* **EXERCISE PROMPT**
Pick out every line of the data below that contains the string "post" and copy those lines out. Matching is case-sensitive.

* **RECORDS TO PROCESS**
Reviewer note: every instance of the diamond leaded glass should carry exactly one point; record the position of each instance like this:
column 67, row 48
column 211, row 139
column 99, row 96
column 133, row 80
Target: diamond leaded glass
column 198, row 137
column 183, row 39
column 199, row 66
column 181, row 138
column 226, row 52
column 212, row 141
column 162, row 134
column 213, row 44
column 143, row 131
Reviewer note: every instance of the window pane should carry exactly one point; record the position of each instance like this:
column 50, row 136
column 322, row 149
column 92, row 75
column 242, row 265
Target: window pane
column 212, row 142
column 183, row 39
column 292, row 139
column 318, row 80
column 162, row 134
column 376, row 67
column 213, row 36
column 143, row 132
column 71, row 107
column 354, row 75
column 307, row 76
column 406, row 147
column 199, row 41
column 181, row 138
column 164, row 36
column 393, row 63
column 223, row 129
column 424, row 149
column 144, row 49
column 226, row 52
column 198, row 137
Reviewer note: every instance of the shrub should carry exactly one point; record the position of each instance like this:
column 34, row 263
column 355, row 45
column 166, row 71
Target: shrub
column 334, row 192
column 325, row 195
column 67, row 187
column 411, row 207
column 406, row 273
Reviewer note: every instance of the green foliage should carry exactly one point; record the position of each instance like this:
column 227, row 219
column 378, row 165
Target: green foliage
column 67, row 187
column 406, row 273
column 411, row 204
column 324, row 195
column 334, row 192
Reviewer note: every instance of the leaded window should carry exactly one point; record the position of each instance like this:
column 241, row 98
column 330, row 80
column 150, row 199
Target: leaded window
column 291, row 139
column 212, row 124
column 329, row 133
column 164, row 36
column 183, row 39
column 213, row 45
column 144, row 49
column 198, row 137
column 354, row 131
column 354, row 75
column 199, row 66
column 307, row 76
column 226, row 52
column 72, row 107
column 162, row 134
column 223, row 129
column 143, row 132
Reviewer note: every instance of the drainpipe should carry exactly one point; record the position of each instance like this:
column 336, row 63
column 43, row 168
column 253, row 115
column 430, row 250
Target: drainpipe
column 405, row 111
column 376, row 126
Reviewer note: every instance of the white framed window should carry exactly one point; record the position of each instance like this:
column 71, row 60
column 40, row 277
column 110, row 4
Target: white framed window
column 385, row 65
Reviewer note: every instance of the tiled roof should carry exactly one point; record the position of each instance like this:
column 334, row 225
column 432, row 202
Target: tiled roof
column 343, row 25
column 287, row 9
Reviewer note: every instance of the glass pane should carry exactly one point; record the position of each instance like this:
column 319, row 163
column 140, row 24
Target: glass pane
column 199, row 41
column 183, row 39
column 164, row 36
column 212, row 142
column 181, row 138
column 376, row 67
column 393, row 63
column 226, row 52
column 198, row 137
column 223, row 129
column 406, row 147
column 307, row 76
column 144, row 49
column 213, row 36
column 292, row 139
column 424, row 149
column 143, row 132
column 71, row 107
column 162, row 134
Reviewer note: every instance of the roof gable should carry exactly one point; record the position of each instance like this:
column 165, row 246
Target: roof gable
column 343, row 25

---

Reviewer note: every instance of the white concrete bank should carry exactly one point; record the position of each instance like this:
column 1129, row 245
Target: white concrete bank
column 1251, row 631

...

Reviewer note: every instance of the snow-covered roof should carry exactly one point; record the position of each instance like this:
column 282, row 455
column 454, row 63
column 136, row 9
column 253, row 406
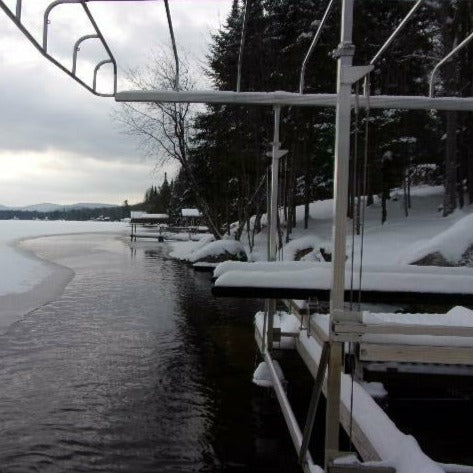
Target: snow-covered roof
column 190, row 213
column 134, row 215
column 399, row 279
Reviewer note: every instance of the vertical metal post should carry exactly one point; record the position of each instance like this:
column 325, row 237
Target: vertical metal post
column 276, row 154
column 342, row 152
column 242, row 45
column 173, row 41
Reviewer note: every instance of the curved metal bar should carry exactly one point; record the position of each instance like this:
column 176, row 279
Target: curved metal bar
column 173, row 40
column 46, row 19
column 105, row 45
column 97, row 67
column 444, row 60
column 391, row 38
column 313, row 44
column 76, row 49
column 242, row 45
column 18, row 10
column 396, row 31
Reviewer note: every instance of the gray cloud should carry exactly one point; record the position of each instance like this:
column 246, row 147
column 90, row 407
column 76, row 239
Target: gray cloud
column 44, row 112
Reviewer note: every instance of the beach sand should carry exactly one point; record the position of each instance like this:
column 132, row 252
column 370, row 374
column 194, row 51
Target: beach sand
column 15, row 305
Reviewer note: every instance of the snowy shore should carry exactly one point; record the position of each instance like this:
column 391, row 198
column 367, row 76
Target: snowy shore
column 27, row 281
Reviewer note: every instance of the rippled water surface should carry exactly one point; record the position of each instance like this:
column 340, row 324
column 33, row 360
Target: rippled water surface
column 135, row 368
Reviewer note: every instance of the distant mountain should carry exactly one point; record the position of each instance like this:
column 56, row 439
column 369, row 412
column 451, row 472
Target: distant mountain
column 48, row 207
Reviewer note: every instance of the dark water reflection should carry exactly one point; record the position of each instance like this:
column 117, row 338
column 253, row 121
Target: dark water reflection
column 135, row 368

* **WRITTEN SOLUTION**
Reviewer note: every instance of the vertical metal post should carry exactly one point; record the position of each instance like this:
Target: vertical metal post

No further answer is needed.